Page text |
━━━━━━━━━━━━━━━━━━━━━━━━━━━━━━
Hello,
Do you have any guidance on how to read large files of size around 150 GB?
I am trying to follow this, any other advice?
https://www.ovito.org/manual/python/introduction/advanced_topics.html#using-ovito-with-python-s-multiprocessing-module
How many cores should be used for reading the file?
Thank you
Reading/parsing the file is a single-core CPU operation. The question is what comes after that? What do you want to do with the dataset after it is loaded? For sure you’ll need a machine with a lot of RAM to process such a dataset, and not all functions of OVITO run multi-threaded or support billions of particles.
I need OVITO to read the dump files and extract the ID, position to be processed later.
If OVITO reading is a single-core operation, then is it faster to process it via bash?
I’m not entirely sure what you’re trying to achieve. Could you clarify your goal? Is this question about maximizing I/O performance or minimizing your own effort?
If your aim is to extract particle IDs and positions from a large dump file, you could simply use the OVITO Python module for loading the file and accessing the data as NumPy views. Here’s a basic example:
from ovito.io import import_file
data = import_file('file.dump').compute()
positions = data.particles.positions[...]
ids = data.particles.identifiers[...]
I’m also not sure what you meant by “process it via bash”. Bash is a shell, not an actual program for processing data files. Maybe you had the awk
or sed
commands in mind?
━━━━━━━━━━━━━━━━━━━━━━━━━━━━━━
Collected material |
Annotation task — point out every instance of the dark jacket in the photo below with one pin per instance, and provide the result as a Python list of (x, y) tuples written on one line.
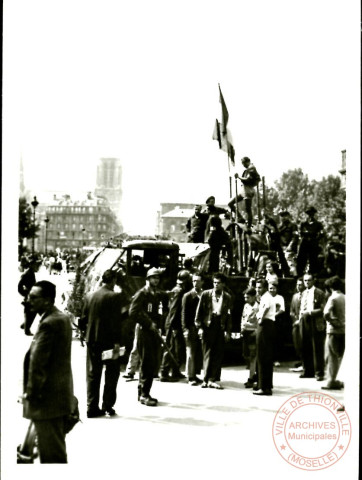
━━━━━━━━━━━━━━━━━━━━━━━━━━━━━━
Stated task A |
Answer each question from the OVITO forum thread, one line per answer, marked the same way.
(i) Around what size are the large files the first post asks about?
(ii) What kind of CPU operation is reading or parsing the file said to be?
(iii) According to the last reply, what is Bash?
Stated task B |
Revise the OVITO forum thread from "I am trying" up to and including "reading the file?", changing "cores" to "threads".
Stated task C |
List every variable name that the code in the OVITO forum thread assigns a value to.

Full response A |
(i) Around 150 GB.
(ii) A single-core CPU operation.
(iii) A shell, not an actual program for processing data files.

Full response B |
I am trying to follow this, any other advice?
https://www.ovito.org/manual/python/introduction/advanced_topics.html#using-ovito-with-python-s-multiprocessing-module
How many threads should be used for reading the file?

Full response C |
data
positions
ids